> [Exercise objective]: Write out the lines from the very first one through the one holding "POLYGON ((101 74, 105", both included, as a JSON list of strings with one string per line and blank lines left out.

******

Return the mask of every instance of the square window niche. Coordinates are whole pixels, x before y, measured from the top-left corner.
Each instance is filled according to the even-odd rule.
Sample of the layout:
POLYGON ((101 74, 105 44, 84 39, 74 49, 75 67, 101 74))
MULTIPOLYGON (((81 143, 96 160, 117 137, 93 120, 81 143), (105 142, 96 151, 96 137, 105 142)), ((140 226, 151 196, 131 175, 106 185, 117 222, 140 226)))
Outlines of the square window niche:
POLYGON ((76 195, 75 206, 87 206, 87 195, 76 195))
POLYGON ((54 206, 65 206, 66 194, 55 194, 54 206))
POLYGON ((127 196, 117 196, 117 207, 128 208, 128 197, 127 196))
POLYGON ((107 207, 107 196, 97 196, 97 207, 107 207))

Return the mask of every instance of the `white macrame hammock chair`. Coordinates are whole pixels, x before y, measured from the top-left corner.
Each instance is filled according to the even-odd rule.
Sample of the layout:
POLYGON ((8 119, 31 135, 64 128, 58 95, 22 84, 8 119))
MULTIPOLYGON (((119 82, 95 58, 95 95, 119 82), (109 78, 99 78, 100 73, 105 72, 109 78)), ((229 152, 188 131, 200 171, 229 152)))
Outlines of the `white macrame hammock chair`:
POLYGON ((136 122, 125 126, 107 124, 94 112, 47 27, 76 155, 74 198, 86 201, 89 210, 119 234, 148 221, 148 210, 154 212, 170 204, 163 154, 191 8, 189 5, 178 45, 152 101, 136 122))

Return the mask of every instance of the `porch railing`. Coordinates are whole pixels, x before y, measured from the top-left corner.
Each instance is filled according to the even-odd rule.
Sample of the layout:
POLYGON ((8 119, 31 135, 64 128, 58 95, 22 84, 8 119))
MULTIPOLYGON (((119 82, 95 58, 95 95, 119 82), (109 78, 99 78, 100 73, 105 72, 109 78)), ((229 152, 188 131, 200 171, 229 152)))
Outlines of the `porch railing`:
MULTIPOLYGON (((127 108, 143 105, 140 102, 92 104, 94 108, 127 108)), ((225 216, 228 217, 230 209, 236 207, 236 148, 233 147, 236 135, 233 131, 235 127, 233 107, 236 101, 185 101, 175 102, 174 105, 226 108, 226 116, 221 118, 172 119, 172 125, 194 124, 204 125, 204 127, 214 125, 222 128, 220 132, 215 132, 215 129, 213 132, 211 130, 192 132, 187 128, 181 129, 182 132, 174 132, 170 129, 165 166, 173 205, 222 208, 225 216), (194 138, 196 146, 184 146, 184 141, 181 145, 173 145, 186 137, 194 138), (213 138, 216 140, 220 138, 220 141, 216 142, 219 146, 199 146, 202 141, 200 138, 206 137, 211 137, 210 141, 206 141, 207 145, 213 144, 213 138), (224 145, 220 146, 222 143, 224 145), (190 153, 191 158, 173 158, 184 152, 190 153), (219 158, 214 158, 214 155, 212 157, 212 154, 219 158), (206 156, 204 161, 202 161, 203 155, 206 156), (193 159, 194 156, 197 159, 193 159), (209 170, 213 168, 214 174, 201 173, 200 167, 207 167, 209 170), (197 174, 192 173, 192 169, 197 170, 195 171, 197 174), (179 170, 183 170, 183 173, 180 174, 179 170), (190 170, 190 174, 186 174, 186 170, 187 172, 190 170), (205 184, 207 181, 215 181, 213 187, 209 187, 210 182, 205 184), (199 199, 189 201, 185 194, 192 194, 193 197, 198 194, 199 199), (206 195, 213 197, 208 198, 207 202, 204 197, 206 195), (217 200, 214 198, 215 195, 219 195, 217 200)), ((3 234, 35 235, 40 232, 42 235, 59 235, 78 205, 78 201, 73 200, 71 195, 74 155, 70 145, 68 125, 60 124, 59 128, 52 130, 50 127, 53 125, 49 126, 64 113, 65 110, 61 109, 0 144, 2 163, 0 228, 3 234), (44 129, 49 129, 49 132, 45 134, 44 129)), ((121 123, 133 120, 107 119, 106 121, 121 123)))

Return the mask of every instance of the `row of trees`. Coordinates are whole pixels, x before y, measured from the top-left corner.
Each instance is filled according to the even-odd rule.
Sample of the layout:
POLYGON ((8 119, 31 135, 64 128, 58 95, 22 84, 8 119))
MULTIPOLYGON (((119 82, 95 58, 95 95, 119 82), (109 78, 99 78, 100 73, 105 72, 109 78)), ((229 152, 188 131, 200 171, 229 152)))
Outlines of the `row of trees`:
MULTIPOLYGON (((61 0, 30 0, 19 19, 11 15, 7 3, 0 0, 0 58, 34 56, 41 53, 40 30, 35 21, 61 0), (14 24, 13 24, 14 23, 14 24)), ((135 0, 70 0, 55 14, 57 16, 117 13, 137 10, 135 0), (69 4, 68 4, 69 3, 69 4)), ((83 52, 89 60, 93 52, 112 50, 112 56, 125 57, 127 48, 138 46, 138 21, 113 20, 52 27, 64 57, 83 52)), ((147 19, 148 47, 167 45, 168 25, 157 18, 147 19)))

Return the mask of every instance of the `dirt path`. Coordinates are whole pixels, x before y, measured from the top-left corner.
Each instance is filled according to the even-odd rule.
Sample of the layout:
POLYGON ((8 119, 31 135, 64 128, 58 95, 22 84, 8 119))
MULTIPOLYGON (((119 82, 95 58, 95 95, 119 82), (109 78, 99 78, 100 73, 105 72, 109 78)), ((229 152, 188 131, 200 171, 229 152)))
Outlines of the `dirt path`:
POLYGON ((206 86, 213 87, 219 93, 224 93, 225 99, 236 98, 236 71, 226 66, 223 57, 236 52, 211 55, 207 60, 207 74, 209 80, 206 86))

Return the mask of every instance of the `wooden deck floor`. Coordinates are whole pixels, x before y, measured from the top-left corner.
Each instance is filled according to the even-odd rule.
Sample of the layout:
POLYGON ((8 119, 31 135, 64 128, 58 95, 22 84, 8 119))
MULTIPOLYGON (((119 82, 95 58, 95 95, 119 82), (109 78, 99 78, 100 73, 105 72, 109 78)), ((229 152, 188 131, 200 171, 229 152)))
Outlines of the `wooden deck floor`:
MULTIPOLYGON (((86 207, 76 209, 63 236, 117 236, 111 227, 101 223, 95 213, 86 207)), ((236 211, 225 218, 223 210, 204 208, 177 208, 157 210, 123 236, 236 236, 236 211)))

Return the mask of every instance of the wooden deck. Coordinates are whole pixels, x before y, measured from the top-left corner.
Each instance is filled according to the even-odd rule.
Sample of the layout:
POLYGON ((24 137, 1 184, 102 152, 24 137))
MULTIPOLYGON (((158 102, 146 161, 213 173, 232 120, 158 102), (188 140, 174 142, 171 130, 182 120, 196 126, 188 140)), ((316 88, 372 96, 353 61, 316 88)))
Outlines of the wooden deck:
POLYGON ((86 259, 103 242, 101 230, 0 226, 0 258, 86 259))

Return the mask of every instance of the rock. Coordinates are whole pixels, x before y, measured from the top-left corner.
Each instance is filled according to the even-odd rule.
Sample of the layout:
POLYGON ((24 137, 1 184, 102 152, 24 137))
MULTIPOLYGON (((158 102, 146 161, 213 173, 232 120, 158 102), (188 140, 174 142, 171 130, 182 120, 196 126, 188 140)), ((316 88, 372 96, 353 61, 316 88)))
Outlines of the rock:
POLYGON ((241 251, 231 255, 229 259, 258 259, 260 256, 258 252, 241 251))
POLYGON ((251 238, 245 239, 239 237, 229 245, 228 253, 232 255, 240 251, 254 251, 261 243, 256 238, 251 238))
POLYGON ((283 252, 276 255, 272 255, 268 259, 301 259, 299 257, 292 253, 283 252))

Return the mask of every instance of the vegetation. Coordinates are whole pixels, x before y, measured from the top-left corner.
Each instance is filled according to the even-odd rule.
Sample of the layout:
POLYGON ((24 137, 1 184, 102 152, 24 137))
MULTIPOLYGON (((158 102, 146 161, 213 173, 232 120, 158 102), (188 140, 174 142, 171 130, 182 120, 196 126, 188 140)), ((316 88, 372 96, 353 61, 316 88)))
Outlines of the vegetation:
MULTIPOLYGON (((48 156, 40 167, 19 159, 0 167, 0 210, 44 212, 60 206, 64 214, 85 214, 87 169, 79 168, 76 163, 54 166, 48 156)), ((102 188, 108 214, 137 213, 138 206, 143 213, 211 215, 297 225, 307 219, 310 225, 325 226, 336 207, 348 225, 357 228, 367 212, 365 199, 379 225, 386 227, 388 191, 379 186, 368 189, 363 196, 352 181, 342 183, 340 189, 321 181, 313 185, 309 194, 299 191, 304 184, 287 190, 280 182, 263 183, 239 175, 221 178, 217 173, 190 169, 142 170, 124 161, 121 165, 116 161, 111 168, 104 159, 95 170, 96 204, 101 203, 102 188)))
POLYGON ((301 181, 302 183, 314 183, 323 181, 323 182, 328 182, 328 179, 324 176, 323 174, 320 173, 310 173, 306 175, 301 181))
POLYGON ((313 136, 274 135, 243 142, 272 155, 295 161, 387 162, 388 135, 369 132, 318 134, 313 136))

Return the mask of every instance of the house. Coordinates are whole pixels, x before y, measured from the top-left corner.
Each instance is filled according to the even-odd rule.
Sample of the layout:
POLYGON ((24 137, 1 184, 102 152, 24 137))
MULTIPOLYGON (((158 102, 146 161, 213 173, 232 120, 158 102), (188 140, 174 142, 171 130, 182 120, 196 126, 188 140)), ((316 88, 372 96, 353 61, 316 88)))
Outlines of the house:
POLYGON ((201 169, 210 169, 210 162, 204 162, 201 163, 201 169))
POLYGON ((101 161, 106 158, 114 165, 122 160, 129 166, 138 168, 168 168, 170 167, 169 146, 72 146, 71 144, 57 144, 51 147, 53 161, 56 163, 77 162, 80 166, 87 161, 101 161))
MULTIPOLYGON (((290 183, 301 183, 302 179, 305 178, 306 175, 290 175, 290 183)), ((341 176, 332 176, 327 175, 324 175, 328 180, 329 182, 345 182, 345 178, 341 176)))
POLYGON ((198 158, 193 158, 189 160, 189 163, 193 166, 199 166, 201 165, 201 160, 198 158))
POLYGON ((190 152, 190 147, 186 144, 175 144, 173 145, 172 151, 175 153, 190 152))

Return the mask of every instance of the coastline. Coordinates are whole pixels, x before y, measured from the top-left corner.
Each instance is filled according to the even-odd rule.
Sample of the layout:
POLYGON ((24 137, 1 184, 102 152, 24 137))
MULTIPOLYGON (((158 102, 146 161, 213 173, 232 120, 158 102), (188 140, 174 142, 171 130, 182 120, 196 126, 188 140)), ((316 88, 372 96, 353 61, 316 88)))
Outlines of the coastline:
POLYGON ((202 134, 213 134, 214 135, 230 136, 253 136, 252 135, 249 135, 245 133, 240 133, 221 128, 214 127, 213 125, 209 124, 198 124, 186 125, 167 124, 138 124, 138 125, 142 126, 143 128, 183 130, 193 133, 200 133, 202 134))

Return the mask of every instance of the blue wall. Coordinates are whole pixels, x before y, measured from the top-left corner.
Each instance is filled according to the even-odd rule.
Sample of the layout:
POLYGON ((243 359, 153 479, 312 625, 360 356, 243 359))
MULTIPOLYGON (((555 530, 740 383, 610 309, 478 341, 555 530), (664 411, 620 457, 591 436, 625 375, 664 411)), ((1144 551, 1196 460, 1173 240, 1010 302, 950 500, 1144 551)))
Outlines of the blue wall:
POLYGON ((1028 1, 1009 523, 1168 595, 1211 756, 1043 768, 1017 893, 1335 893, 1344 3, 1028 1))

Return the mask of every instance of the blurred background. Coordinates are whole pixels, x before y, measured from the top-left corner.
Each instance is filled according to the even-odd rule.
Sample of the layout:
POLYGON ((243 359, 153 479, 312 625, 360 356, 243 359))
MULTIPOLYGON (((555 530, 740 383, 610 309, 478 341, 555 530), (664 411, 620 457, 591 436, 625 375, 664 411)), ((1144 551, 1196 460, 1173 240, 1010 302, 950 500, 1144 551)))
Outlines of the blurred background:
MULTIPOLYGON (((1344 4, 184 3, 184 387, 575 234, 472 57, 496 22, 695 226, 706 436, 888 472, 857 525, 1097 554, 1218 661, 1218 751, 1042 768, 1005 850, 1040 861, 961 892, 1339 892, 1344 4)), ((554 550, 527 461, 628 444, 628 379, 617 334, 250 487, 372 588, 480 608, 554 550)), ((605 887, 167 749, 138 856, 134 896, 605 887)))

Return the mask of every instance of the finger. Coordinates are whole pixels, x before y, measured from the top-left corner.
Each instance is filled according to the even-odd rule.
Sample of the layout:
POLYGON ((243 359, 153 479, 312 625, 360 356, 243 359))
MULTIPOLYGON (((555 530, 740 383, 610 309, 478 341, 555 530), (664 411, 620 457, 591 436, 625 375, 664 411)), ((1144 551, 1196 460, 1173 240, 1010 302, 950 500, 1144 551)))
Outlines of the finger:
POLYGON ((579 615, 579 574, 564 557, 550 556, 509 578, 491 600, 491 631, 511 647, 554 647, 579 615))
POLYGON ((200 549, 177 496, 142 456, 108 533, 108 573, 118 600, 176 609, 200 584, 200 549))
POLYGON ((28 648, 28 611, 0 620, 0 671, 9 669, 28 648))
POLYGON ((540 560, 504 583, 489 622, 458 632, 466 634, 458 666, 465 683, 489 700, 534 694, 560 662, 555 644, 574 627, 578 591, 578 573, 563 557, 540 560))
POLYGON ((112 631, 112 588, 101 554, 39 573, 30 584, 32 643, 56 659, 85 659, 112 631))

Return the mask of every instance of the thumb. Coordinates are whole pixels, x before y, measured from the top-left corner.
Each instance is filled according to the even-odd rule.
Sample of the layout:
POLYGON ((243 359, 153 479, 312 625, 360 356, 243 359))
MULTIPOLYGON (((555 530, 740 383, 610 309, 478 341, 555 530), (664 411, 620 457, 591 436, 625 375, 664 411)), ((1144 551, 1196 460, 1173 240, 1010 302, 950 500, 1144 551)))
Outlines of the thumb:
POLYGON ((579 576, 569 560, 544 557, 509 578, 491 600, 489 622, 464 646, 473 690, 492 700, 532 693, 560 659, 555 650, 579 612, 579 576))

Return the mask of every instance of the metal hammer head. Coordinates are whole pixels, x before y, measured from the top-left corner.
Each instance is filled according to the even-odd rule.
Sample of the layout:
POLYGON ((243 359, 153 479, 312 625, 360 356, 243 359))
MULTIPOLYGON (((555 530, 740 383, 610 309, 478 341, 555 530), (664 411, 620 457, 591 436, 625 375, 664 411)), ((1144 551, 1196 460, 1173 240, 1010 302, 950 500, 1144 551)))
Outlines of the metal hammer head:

******

> [The result]:
[
  "Return the mask of every instance of the square window niche. Coordinates are whole pixels, x before y, measured from the top-left corner.",
  "Each instance is filled according to the even-odd rule.",
  "Sample of the layout:",
  "POLYGON ((101 74, 105 44, 84 39, 74 49, 75 67, 101 74))"
]